* Task goal *
Could you edit the material from the line with "Can you find the girl's right" to the line with "x=124, y=81" so that "pink" becomes "gray" and nothing else changes? Return only those lines.
##### Supplied records #####
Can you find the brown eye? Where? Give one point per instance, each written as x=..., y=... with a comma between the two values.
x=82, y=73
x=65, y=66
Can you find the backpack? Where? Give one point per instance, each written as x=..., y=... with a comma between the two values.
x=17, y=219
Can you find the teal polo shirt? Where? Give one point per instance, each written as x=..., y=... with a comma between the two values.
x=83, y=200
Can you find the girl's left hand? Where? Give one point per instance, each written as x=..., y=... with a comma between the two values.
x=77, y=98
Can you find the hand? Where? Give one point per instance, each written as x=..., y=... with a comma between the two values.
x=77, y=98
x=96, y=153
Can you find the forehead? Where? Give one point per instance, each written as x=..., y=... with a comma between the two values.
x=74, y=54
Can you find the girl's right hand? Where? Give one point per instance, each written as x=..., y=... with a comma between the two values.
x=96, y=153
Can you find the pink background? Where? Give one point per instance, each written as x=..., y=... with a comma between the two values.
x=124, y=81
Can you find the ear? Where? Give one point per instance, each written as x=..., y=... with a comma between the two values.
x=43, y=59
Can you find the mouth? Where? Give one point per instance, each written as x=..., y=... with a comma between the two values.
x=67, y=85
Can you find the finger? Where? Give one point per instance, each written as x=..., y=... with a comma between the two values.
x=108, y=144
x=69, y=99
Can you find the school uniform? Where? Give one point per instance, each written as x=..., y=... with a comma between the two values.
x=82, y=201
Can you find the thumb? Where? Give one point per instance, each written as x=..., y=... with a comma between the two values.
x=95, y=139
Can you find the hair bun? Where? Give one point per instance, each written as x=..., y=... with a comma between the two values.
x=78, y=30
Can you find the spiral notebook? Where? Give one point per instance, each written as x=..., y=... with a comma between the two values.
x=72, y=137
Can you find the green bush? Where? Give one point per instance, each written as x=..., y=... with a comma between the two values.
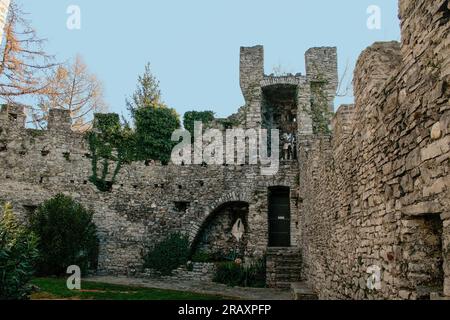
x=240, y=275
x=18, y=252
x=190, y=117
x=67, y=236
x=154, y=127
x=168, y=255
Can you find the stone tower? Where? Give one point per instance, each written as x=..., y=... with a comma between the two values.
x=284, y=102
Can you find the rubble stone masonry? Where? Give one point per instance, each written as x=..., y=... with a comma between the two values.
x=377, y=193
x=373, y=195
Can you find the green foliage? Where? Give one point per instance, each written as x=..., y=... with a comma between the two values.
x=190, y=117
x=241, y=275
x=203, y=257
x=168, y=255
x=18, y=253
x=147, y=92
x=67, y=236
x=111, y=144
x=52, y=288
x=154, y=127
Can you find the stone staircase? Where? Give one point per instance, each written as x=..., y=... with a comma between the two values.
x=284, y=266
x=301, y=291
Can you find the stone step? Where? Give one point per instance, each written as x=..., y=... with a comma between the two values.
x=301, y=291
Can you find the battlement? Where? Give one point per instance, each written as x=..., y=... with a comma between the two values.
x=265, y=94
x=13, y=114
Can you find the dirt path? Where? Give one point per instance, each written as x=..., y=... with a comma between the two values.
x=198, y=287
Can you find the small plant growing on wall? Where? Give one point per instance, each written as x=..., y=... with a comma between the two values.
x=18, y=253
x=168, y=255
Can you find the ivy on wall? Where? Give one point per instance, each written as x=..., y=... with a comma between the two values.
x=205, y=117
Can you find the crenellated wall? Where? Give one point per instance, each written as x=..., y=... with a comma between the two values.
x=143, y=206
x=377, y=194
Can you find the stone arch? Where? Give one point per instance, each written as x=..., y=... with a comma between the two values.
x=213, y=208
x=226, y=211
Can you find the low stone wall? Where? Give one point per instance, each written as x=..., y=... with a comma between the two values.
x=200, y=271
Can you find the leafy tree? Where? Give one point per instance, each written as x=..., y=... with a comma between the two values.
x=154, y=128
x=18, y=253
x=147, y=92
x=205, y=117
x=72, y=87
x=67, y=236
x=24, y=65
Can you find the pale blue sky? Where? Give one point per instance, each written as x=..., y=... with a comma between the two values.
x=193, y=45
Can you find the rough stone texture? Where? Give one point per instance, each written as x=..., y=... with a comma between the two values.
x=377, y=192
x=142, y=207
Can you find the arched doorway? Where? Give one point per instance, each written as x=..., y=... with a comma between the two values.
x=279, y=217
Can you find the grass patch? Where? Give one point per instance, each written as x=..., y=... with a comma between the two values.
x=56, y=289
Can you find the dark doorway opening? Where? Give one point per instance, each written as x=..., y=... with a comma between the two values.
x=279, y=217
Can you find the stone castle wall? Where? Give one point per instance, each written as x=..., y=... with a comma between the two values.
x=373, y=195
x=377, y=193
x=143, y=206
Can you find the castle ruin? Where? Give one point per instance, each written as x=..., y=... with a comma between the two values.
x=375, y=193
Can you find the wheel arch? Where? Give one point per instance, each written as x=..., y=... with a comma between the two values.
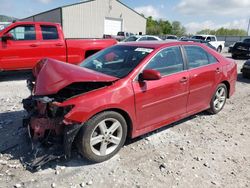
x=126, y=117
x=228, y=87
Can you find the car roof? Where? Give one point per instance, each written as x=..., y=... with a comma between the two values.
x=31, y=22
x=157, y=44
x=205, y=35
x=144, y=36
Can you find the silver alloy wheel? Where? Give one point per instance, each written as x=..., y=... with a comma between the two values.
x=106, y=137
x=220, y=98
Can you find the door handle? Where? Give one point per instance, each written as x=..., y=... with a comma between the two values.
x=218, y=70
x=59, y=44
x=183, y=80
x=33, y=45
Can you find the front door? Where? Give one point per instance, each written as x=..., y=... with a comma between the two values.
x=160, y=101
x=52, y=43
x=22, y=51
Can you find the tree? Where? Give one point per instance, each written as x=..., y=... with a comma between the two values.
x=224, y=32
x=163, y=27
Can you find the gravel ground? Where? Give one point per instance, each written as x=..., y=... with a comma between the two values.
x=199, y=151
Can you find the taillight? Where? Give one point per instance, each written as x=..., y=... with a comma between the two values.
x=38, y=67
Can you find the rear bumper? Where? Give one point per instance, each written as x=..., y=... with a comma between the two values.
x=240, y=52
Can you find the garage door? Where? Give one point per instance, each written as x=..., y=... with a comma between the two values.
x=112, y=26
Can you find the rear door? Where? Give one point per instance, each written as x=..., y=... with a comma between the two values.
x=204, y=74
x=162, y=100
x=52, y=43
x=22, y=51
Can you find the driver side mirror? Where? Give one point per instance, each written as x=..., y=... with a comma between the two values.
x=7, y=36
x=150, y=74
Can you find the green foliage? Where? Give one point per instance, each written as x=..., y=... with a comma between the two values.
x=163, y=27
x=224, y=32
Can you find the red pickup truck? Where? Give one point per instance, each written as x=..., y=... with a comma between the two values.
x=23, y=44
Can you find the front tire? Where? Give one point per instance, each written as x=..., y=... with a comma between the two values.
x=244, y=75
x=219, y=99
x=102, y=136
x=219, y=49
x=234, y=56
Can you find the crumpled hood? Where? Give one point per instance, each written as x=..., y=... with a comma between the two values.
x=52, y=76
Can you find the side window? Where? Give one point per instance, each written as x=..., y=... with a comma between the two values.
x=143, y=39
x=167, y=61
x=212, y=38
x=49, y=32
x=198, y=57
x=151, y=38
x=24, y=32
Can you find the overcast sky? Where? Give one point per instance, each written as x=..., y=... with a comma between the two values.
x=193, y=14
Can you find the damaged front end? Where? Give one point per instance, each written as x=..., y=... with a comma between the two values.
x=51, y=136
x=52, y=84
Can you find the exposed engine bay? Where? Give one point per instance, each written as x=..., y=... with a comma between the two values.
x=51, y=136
#####
* Exercise result *
Can you find the girl's right hand? Where? Give one point per instance, each written as x=..., y=... with a comma between the two values.
x=96, y=153
Can you find the gray background? Where? Give one point per instance, each written as x=..., y=... with a comma between the two values.
x=124, y=81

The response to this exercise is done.